● **Your assignment**
Return all lines of the records that contain the word "green".

● **Records for the exercise**

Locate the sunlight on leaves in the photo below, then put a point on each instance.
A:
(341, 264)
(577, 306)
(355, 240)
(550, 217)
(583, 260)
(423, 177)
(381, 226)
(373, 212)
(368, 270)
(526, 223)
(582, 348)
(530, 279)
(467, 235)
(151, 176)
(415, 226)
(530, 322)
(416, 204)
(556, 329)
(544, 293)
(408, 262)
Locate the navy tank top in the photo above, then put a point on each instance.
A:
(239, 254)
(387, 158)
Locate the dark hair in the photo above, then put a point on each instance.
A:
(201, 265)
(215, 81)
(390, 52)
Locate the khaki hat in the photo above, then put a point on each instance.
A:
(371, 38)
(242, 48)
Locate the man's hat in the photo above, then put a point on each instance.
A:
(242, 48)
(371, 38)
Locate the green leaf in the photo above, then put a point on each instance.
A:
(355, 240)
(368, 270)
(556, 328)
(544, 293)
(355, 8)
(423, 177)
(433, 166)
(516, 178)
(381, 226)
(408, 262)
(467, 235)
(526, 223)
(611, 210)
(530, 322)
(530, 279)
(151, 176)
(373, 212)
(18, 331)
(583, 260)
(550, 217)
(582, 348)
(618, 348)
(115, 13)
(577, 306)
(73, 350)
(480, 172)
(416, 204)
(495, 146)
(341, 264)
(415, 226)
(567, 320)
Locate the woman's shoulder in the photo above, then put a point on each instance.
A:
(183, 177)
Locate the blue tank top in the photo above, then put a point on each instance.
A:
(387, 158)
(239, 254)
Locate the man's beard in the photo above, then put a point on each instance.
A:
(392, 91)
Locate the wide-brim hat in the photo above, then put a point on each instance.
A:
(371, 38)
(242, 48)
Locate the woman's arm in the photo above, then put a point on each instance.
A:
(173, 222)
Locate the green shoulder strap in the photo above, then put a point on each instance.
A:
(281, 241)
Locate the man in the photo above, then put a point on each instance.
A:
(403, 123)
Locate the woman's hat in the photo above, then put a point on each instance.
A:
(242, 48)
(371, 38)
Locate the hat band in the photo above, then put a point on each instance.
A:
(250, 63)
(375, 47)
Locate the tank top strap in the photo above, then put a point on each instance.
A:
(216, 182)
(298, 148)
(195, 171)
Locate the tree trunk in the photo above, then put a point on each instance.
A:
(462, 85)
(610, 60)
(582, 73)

● **Solution for this task**
Locate the green leaf in the photo above, then put a point on each instance.
Locate the green shoulder strap in the photo above, then put a point on each instance.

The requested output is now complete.